Copy out all of the data below word for word, keeping every line unchanged and in the same order.

— start of Exercise materials —

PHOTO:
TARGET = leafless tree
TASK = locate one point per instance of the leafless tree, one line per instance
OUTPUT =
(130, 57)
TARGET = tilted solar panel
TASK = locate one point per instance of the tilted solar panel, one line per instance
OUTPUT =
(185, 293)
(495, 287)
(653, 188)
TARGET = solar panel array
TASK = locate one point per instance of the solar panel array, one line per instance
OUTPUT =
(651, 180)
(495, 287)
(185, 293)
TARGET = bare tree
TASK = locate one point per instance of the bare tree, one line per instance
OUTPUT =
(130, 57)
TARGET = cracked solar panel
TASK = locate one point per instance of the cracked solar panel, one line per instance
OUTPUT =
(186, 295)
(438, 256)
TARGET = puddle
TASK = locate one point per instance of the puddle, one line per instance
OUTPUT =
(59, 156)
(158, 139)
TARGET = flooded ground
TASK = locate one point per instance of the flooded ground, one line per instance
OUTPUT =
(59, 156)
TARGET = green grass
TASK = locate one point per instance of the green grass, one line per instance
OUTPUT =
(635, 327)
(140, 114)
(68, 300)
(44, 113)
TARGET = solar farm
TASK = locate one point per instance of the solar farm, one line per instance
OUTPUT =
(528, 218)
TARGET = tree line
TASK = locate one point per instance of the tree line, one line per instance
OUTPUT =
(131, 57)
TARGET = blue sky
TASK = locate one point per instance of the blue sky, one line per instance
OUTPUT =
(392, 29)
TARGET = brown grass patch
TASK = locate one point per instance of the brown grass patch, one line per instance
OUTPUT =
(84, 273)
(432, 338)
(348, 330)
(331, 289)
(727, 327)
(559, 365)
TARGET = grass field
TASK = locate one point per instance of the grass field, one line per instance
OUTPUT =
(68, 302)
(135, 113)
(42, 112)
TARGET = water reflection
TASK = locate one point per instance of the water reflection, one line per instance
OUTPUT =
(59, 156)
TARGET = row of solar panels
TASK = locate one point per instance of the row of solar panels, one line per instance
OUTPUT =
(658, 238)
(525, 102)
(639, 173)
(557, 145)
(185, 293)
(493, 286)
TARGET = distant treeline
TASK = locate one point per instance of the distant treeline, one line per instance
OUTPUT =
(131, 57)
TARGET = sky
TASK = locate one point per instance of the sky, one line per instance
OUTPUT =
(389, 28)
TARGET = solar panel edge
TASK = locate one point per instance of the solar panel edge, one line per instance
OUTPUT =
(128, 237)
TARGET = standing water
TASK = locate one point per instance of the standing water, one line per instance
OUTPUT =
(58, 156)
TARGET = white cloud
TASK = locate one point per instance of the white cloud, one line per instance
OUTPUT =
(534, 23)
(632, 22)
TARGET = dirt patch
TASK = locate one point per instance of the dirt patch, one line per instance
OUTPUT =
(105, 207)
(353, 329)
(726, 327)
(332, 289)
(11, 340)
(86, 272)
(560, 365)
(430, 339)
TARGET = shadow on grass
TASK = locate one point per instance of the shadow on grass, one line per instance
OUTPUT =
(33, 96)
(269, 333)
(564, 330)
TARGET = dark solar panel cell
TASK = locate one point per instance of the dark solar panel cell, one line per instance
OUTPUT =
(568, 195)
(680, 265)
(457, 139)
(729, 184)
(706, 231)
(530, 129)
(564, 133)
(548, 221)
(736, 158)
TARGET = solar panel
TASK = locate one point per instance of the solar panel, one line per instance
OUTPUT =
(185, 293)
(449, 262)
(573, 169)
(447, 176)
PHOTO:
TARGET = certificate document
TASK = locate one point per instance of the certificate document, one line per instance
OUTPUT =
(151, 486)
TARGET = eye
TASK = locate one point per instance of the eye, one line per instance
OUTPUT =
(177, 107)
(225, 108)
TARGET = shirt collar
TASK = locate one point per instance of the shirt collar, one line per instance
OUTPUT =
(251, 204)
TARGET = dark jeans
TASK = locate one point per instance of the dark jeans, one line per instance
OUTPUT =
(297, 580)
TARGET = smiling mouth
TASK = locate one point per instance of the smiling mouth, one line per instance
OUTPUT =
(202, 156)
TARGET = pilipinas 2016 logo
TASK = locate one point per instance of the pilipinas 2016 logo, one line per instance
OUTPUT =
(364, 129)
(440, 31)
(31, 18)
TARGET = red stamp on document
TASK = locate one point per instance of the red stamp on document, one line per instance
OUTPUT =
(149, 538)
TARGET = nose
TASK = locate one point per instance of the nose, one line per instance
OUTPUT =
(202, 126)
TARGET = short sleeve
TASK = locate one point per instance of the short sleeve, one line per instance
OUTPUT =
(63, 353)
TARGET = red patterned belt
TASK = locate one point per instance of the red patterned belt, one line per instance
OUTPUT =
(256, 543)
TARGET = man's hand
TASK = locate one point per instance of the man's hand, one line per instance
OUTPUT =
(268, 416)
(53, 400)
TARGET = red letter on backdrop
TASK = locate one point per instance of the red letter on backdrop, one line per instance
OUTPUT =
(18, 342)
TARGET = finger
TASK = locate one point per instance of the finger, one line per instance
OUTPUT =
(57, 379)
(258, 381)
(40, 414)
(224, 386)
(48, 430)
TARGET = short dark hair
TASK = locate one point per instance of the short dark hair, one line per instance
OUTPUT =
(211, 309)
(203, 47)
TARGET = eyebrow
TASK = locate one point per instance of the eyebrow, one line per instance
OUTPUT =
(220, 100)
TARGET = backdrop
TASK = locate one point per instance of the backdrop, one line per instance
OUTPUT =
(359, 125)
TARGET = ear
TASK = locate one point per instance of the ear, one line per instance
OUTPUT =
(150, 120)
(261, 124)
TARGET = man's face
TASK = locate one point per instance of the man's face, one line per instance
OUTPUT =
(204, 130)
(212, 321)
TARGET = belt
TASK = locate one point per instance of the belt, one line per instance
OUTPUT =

— end of Exercise materials —

**Task result**
PHOTO:
TARGET = leafless tree
TASK = locate one point per instance of the leafless tree, one line per instance
OUTPUT =
(130, 57)
TARGET = tilted solar panel
TASK = locate one point per instance of the tilted solar panel, one line per instance
OUTPUT =
(185, 293)
(495, 287)
(653, 188)
TARGET = solar panel array
TASK = locate one point per instance of the solar panel array, one line per instance
OUTPUT =
(651, 180)
(495, 287)
(185, 293)
TARGET = bare tree
TASK = locate one point per instance of the bare tree, one line per instance
OUTPUT =
(130, 57)
TARGET = cracked solar panel
TASK = locate one point per instance of the cracked solar panel, one line per instance
OUTPUT =
(186, 295)
(438, 256)
TARGET = puddle
TASK = locate one point per instance of the puddle, one line per instance
OUTPUT =
(59, 156)
(158, 139)
TARGET = flooded ground
TASK = locate one point per instance of the flooded ground, one line per instance
OUTPUT =
(59, 156)
TARGET = green grass
TASK = locate one point per instance of the green grass, one line per instance
OUTPUT =
(635, 327)
(140, 114)
(68, 300)
(44, 113)
TARGET = solar farm
TASK = locate one point per instance of the solar farm, one line per instance
OUTPUT =
(528, 218)
TARGET = tree line
TASK = locate one point per instance of the tree line, one line per instance
OUTPUT =
(131, 57)
TARGET = blue sky
TASK = locate one point per instance of the blue sky, one line per instance
OUTPUT =
(392, 29)
TARGET = brown grass patch
TASK = locate one point per instance of the brown grass patch, one line per instance
OUTPUT =
(84, 273)
(432, 338)
(348, 330)
(331, 289)
(727, 327)
(559, 365)
TARGET = grass field
TASK = locate one point per instance of the grass field, one line per instance
OUTPUT =
(68, 302)
(135, 113)
(42, 112)
TARGET = water reflection
TASK = locate one point per instance of the water reflection, one line per instance
OUTPUT =
(59, 156)
TARGET = row of solar panels
TASK = locate one point per instance of the row of solar panels, one line per instance
OUTPUT =
(658, 238)
(525, 102)
(639, 173)
(557, 145)
(185, 293)
(493, 286)
TARGET = distant treeline
TASK = locate one point per instance of the distant treeline, one line per instance
OUTPUT =
(131, 57)
TARGET = sky
TASK = locate one point per instance of the sky, one line per instance
OUTPUT =
(389, 28)
TARGET = solar panel edge
TASK = locate one point per instance of the solar panel edge, one line per instance
OUTPUT =
(128, 237)
TARGET = standing water
TASK = locate one point per instance of the standing water, one line per instance
OUTPUT =
(58, 156)
TARGET = white cloud
TASK = locate one point per instance of the white cloud, one line per instance
OUTPUT =
(534, 23)
(632, 22)
TARGET = dirt patch
TASK = locate one point per instance of the dirt patch, one line per instance
OUTPUT =
(105, 207)
(353, 329)
(726, 327)
(332, 289)
(11, 340)
(86, 272)
(560, 365)
(430, 339)
TARGET = shadow on grass
TASK = locate one point per instance of the shadow on grass, one line per instance
OUTPUT =
(33, 96)
(269, 333)
(564, 330)
TARGET = dark solar panel cell
TASK = locate one point per instance of the dark solar panel cell, one line per instance
OUTPUT =
(568, 195)
(680, 265)
(457, 139)
(729, 184)
(706, 231)
(530, 129)
(564, 133)
(548, 221)
(736, 158)
TARGET = solar panel
TASK = locate one point per instance of the solar panel, one line per instance
OUTPUT =
(185, 293)
(449, 262)
(573, 169)
(447, 176)
PHOTO:
TARGET = certificate document
TASK = locate one point per instance of the certificate document, one line per instance
OUTPUT =
(151, 486)
TARGET = eye
TASK = locate one point per instance of the eye, one line per instance
OUTPUT =
(177, 107)
(225, 108)
TARGET = shirt collar
TASK = locate one point per instance of the shirt collar, one line per instance
OUTPUT =
(251, 204)
TARGET = dark jeans
TASK = locate one point per instance of the dark jeans, one line per instance
OUTPUT =
(297, 580)
TARGET = smiling mouth
TASK = locate one point per instance of the smiling mouth, one line per instance
OUTPUT =
(202, 156)
TARGET = pilipinas 2016 logo
TASK = locate one point per instance of the pilipinas 2016 logo, one line per instance
OUTPUT =
(364, 129)
(440, 31)
(31, 18)
TARGET = red stamp on document
TASK = locate one point per instance of the red stamp on document, one line per instance
OUTPUT =
(149, 538)
TARGET = nose
TASK = locate one point per instance of the nose, one line per instance
OUTPUT =
(202, 126)
TARGET = short sleeve
TASK = locate one point per instance of the short sleeve, one line per instance
OUTPUT =
(63, 353)
TARGET = red patterned belt
TASK = locate one point per instance of the red patterned belt, one line per instance
OUTPUT =
(256, 543)
TARGET = man's hand
TASK = locate one point per instance of the man's hand, one line per instance
OUTPUT =
(268, 416)
(53, 400)
TARGET = red letter on backdrop
TASK = locate one point per instance of the red letter on backdrop, one line per instance
OUTPUT =
(18, 342)
TARGET = finger
TASK = locate one point per instance of the finger, one line per instance
OUTPUT =
(57, 379)
(258, 381)
(40, 414)
(224, 386)
(48, 430)
TARGET = short dark hair
TASK = locate one point per instance of the short dark hair, one line per instance
OUTPUT =
(211, 309)
(203, 47)
TARGET = eyebrow
TASK = locate one point per instance of the eyebrow, one line per instance
OUTPUT =
(220, 100)
TARGET = backdrop
TASK = locate one point per instance of the backdrop, one line per instance
OUTPUT =
(359, 125)
TARGET = ear
TASK = locate one point per instance of the ear, one line per instance
OUTPUT =
(150, 120)
(261, 124)
TARGET = man's face
TASK = locate one point per instance of the man's face, one line per instance
OUTPUT =
(204, 130)
(212, 321)
TARGET = belt
TASK = locate one point per instance of the belt, one line per instance
OUTPUT =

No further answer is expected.